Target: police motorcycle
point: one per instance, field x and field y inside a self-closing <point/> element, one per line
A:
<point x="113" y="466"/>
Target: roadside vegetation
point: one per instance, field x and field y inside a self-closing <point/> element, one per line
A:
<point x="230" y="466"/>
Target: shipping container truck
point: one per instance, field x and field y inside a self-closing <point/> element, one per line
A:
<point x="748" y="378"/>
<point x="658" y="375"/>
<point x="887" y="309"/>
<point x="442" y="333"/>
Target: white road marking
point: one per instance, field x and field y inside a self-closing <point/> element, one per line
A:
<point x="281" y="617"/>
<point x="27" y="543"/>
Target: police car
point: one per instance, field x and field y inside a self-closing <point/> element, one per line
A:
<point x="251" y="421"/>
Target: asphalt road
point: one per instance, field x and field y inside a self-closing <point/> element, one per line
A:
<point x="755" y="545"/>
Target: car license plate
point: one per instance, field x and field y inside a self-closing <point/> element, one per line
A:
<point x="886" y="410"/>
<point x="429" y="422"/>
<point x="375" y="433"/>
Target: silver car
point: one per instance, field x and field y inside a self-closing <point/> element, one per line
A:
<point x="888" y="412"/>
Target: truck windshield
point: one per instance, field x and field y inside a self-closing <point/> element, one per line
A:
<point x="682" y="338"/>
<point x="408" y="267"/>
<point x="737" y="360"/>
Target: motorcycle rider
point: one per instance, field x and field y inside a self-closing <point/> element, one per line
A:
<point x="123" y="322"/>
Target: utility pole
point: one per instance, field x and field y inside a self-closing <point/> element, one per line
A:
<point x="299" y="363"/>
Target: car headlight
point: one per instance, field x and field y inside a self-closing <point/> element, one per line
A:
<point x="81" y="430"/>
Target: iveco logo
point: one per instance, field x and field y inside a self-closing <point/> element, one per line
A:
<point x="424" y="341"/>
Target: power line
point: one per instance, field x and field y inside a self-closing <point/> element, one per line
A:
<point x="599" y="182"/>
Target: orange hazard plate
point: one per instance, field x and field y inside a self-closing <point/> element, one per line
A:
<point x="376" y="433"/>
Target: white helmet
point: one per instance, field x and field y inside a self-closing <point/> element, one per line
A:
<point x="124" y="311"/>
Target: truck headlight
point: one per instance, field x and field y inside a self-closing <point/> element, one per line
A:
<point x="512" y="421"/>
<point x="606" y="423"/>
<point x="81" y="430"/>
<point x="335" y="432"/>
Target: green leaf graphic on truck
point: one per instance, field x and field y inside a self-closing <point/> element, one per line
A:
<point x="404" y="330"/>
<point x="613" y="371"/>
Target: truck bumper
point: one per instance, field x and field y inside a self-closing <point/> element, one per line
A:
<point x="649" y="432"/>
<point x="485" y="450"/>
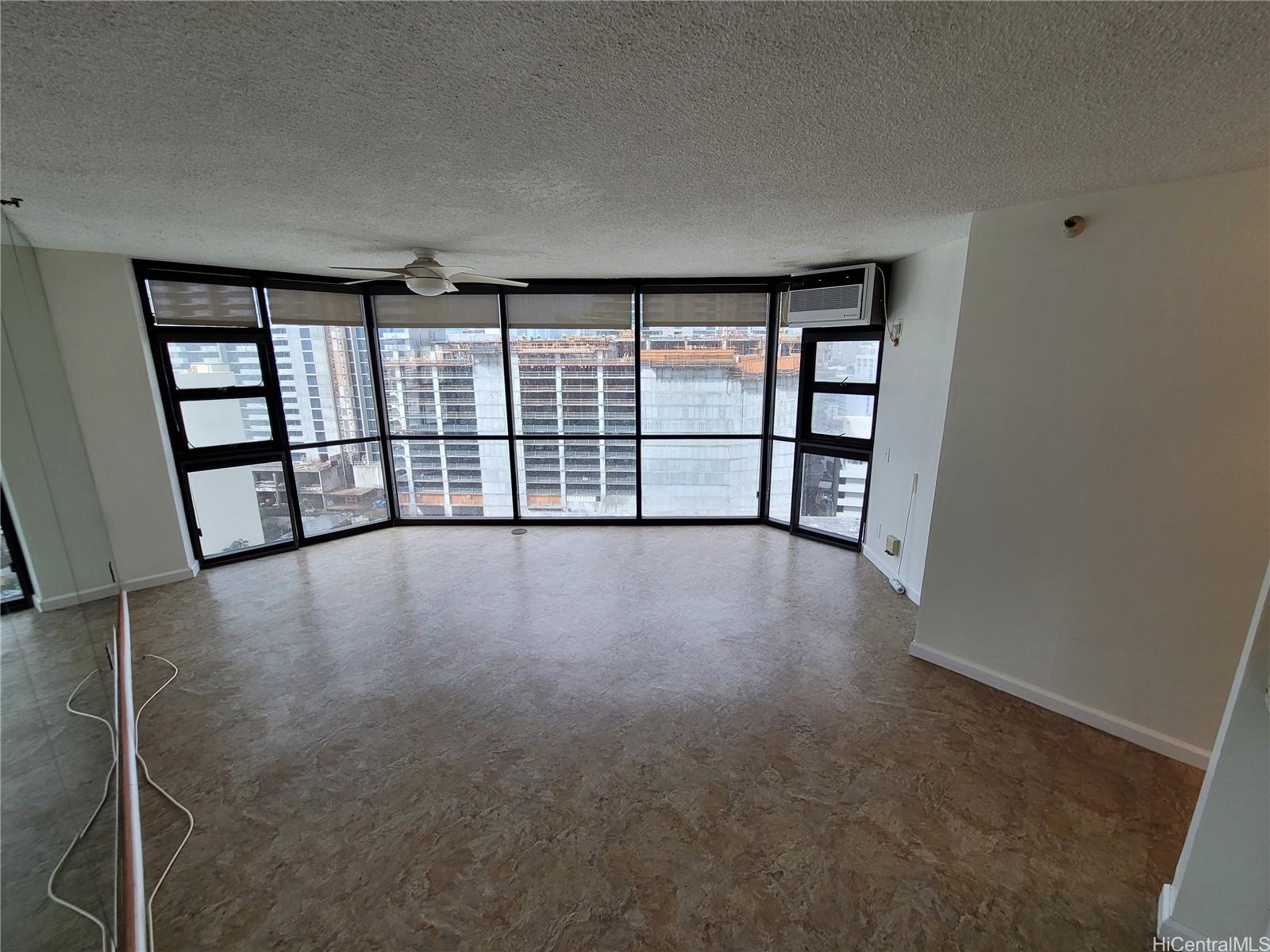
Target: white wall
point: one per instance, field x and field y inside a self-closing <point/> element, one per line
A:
<point x="46" y="471"/>
<point x="1222" y="885"/>
<point x="925" y="298"/>
<point x="97" y="314"/>
<point x="1103" y="507"/>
- - - - - - -
**REQUEST:** Quote the stretch of rows from the line containing "Target: motorcycle rider" through the end of the rows, both ends included, and omit the pictures from your answer.

**EXPECTED OUTPUT:**
Target: motorcycle rider
point: one per instance, field x and field y inside a self-closing <point/> element, one per line
A:
<point x="123" y="322"/>
Target: utility pole
point: one per instance, field x and field y inside a self-closing <point/> element, one per line
A:
<point x="299" y="363"/>
Target: car headlight
point: one per instance, field x and field y inside a self-closing <point/> element, one per line
A:
<point x="81" y="430"/>
Target: iveco logo
point: one per instance, field x and field y inside a self-closing <point/> element, one per line
A:
<point x="424" y="341"/>
Target: power line
point: one per instance, field x and field y inside a self-closing <point/> element, one per line
A:
<point x="599" y="182"/>
Target: orange hazard plate
point: one per instance, field x and field y inside a self-closing <point/> element, one per line
A:
<point x="376" y="433"/>
Target: white helmet
point: one per instance, field x and field y inside a self-closing <point/> element, one per line
A:
<point x="124" y="311"/>
Target: truck headlight
point: one per instance, field x and field y inside a self-closing <point/> element, one per line
A:
<point x="512" y="421"/>
<point x="606" y="423"/>
<point x="81" y="430"/>
<point x="335" y="432"/>
Target: green leaf graphic on truck
point: one per instance, field x and field y inside a self-closing <point/> element, one per line
A:
<point x="404" y="330"/>
<point x="613" y="371"/>
Target: truck bumper
point: one per instance, field x and field y inside a self-closing <point/> element, one per line
A:
<point x="649" y="432"/>
<point x="485" y="450"/>
Target: white wall
point: one per instance, field x and field y inside a self-closing <point/> element, one per line
A:
<point x="46" y="471"/>
<point x="1222" y="885"/>
<point x="925" y="298"/>
<point x="97" y="314"/>
<point x="1103" y="507"/>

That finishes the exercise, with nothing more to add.